PROBLEM STATEMENT | Reproduce the data below word for word, from the first line through the line containing "pixel 411 112", including both ends.

━━━━━ DATA LINES ━━━━━

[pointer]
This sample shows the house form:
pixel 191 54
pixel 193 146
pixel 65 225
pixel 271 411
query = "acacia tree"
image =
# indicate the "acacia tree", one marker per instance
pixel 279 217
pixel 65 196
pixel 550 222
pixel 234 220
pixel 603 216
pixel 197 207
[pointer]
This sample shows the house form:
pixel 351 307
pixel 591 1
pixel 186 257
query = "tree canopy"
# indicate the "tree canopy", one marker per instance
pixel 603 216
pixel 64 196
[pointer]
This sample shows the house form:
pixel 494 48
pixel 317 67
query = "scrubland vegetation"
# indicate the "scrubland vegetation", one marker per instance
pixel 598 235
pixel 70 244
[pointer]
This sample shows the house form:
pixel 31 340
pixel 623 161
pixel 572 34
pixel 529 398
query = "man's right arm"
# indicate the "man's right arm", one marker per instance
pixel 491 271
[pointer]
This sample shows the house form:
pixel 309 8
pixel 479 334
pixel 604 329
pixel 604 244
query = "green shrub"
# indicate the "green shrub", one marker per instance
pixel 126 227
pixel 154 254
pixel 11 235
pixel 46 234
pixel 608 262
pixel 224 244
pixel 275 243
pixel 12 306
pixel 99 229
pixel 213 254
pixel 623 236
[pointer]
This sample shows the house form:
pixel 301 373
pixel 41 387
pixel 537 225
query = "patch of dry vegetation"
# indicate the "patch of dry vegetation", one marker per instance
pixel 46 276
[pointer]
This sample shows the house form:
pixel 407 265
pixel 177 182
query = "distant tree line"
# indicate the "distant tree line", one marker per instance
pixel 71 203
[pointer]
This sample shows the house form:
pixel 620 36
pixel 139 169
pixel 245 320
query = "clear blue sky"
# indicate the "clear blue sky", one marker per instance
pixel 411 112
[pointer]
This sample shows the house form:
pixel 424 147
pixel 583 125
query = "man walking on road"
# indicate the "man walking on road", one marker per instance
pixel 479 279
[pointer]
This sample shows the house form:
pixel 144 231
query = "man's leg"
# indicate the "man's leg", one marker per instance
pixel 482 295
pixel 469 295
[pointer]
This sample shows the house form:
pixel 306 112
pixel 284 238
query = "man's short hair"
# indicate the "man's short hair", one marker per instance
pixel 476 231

━━━━━

CORRECT OUTPUT |
[pointer]
This sample shows the house form:
pixel 191 54
pixel 193 146
pixel 65 225
pixel 271 411
query = "acacia tree"
image =
# indicate the "acacia tree", one marker per instance
pixel 279 217
pixel 65 196
pixel 550 222
pixel 234 220
pixel 603 216
pixel 197 207
[pointer]
This sample shows the house form:
pixel 351 307
pixel 591 1
pixel 186 257
query = "tree canopy"
# indicate the "tree canopy", one marker per instance
pixel 603 216
pixel 64 196
[pointer]
This sample shows the house form:
pixel 494 48
pixel 317 67
query = "scrubland vegetation"
# indicate the "scrubland vegetation", one marker per instance
pixel 598 235
pixel 70 244
[pointer]
This sample shows the house form:
pixel 31 340
pixel 623 161
pixel 572 34
pixel 529 398
query = "man's right arm"
# indicate the "man's right arm", one marker per instance
pixel 491 271
[pointer]
This sample shows the house form:
pixel 309 8
pixel 479 334
pixel 604 329
pixel 604 244
query = "green shrub"
# indicate the "green shrub", one marker per instance
pixel 126 227
pixel 154 254
pixel 11 235
pixel 46 234
pixel 608 262
pixel 224 244
pixel 275 243
pixel 12 306
pixel 99 229
pixel 213 254
pixel 623 236
[pointer]
This sample shows the house form:
pixel 301 373
pixel 41 387
pixel 537 225
query = "patch of dry vegetation"
# indicate the "patch of dry vegetation", one marker per instance
pixel 46 276
[pointer]
This sample shows the house form:
pixel 407 265
pixel 177 182
query = "distant tree line"
# indicate the "distant tree line", one marker per instance
pixel 71 203
[pointer]
This sample shows the house form:
pixel 620 36
pixel 139 169
pixel 245 320
query = "clear blue sky"
# indicate the "clear blue sky", one marker per instance
pixel 411 112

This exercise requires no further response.